§ **Task prompt**
Starting at the line with "of the pale", transcribe each line through the final one, both included, and add nothing.

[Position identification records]
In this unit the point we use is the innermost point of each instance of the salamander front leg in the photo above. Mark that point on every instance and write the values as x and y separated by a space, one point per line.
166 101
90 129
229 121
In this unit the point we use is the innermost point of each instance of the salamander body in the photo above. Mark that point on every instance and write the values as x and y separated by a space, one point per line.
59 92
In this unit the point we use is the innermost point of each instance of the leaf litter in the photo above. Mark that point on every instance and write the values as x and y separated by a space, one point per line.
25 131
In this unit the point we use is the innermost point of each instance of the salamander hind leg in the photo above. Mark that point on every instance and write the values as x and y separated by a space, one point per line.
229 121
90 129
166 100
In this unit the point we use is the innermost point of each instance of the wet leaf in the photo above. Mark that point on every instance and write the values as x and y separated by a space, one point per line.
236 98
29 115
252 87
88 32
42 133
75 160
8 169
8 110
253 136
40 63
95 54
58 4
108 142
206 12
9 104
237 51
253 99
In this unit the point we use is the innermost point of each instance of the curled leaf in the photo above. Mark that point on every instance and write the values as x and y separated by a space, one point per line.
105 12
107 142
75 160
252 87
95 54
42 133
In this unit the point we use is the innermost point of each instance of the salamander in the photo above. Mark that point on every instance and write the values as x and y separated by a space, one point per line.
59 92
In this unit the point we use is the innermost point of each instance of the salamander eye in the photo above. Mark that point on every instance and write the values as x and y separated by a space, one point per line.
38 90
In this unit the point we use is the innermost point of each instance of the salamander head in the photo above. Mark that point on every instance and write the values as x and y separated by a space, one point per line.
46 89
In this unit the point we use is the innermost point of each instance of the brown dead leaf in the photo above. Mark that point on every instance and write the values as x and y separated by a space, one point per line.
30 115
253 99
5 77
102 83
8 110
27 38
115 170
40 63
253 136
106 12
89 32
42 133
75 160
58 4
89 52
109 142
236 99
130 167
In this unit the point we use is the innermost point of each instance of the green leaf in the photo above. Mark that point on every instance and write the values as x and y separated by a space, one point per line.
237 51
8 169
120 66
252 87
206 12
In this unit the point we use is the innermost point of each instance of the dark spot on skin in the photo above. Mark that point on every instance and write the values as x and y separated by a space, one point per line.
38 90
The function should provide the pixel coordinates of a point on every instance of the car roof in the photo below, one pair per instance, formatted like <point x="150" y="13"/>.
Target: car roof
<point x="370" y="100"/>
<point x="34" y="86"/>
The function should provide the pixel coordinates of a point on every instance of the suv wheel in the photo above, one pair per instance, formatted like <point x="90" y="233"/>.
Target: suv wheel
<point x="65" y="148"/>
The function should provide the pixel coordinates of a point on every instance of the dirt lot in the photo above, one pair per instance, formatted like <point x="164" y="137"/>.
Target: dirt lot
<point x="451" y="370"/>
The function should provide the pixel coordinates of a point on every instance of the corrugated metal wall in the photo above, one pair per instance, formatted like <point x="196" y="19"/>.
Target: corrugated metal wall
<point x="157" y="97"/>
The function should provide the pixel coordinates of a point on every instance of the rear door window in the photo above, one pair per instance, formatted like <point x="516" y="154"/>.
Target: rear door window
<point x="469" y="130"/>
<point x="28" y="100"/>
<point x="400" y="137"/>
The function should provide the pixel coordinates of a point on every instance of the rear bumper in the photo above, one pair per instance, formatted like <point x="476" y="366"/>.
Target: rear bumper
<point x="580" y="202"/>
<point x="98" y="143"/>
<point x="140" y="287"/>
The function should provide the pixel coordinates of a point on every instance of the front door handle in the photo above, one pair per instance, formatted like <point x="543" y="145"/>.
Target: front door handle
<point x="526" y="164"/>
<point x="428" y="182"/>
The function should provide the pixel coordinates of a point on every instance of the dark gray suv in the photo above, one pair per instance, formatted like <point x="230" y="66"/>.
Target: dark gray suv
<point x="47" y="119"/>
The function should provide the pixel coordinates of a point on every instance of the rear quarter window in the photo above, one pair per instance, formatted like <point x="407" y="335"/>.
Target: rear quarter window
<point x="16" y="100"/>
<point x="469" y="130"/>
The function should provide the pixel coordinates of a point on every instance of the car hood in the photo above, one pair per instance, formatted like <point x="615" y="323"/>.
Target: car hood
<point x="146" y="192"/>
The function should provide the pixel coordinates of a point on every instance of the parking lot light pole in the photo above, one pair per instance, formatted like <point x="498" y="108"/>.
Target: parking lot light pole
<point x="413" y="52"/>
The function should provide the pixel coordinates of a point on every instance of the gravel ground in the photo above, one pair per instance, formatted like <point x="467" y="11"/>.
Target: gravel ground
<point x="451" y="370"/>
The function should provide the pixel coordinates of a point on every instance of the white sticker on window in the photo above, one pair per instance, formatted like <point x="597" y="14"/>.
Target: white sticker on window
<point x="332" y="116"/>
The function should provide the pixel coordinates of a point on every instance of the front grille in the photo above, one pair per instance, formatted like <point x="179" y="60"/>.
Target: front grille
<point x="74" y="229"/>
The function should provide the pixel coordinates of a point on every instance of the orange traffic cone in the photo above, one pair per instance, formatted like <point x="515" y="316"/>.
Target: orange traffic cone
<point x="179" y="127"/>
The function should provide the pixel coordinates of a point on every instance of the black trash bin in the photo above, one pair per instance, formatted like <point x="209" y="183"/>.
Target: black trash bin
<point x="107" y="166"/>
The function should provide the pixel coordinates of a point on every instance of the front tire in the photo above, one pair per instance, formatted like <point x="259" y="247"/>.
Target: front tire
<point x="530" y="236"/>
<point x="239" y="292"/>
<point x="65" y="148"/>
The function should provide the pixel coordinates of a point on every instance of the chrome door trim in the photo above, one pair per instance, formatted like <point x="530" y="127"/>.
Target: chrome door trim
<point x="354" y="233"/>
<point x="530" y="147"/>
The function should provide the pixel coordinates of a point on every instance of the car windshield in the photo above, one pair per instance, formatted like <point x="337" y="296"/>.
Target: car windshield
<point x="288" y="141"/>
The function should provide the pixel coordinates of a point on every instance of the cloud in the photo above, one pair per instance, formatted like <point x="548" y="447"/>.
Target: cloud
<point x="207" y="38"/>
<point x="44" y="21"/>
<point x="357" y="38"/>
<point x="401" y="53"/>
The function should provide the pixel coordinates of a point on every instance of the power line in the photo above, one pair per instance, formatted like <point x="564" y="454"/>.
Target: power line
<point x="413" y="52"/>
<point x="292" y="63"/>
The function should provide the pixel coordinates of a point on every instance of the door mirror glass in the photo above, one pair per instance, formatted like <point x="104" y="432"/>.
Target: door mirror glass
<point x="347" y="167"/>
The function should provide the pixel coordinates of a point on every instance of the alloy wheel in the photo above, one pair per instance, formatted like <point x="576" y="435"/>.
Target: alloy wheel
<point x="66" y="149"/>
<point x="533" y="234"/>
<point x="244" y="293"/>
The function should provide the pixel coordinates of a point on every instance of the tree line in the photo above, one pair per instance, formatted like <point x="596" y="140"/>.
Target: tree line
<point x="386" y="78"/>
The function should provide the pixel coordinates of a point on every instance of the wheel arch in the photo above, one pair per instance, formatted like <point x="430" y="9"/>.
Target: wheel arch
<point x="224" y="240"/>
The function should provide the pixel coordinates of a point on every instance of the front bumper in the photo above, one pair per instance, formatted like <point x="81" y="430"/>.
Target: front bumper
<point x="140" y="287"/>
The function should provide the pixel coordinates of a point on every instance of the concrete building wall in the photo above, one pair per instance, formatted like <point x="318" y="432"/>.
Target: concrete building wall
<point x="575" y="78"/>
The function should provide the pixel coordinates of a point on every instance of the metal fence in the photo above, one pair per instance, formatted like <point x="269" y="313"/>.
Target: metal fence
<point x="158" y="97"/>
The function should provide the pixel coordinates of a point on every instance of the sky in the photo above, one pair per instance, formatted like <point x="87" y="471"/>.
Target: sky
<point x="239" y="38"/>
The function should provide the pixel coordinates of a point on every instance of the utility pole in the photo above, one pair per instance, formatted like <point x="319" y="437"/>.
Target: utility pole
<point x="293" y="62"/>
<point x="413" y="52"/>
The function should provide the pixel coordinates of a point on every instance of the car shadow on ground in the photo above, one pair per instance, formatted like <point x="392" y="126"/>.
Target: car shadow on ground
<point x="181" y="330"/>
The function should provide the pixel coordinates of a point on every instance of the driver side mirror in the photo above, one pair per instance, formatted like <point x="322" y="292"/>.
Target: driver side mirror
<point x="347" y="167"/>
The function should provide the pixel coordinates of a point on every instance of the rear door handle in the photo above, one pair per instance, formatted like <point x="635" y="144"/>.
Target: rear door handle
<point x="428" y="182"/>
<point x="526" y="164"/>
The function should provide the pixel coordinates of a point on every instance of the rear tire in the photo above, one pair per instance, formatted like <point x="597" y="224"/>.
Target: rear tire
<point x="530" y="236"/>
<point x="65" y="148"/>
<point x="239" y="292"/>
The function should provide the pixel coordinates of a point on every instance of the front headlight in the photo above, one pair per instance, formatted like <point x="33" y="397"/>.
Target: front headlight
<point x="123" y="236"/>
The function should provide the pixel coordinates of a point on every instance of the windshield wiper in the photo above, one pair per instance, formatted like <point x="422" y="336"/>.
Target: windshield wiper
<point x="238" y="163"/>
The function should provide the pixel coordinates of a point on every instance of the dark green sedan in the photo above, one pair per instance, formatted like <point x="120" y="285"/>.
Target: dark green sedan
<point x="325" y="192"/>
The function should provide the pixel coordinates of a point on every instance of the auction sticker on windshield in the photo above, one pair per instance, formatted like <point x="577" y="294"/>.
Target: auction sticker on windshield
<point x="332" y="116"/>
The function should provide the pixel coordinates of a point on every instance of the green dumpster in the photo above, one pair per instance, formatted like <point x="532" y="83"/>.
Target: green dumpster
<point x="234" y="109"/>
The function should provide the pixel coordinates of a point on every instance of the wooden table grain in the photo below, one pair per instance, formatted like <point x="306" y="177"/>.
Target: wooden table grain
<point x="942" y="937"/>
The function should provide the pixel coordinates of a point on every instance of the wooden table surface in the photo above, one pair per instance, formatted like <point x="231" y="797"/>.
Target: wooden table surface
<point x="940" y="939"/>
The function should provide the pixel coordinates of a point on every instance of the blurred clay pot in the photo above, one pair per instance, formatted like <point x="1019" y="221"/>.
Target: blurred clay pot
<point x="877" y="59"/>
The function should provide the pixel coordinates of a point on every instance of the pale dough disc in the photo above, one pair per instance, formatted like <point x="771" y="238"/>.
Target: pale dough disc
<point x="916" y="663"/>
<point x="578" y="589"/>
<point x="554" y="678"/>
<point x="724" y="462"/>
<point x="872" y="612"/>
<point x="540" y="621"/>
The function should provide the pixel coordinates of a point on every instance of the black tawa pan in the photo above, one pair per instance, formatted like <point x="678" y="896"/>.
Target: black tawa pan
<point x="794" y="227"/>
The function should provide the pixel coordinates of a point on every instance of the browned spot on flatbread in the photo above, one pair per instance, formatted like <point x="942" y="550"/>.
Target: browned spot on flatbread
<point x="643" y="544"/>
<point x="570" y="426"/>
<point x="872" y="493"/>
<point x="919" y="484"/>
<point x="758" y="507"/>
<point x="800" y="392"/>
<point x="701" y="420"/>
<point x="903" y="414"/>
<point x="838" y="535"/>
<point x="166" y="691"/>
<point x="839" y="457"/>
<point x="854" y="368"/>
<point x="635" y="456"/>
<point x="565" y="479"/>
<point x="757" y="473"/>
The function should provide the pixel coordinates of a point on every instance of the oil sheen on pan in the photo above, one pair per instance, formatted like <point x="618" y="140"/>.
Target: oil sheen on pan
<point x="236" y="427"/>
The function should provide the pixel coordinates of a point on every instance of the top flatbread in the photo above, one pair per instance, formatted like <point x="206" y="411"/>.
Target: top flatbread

§ **Correct output**
The function should provide the pixel coordinates of a point on every instance of the pale dough disc in the photo above, one pair per instance, formatted like <point x="771" y="238"/>.
Target: pale dough disc
<point x="916" y="663"/>
<point x="578" y="589"/>
<point x="554" y="678"/>
<point x="724" y="462"/>
<point x="872" y="612"/>
<point x="540" y="621"/>
The function should provide the pixel coordinates of a point on every instance of the black tawa pan in the photo above, one pair per instance, formatted like <point x="678" y="896"/>.
Target: black tawa pan
<point x="794" y="227"/>
The function should provide the pixel coordinates of a point on every instance of the browned spot on flatbread in the photo above, one pair per instance, formatted like <point x="942" y="550"/>.
Target: browned spot on flatbread
<point x="643" y="544"/>
<point x="570" y="426"/>
<point x="872" y="493"/>
<point x="919" y="484"/>
<point x="758" y="507"/>
<point x="800" y="392"/>
<point x="701" y="420"/>
<point x="903" y="414"/>
<point x="838" y="535"/>
<point x="166" y="691"/>
<point x="839" y="457"/>
<point x="854" y="368"/>
<point x="635" y="456"/>
<point x="565" y="479"/>
<point x="757" y="473"/>
The function should provide the pixel coordinates of a point on every instance of the oil sheen on pan in the photo above, one pair per instance, formatted like <point x="618" y="140"/>.
Target: oil sheen on pan
<point x="236" y="427"/>
The function should provide the pixel coordinates of a point on every instance of the top flatbread in the photo above, one pair per instance, formatted like <point x="206" y="411"/>.
Target: top flatbread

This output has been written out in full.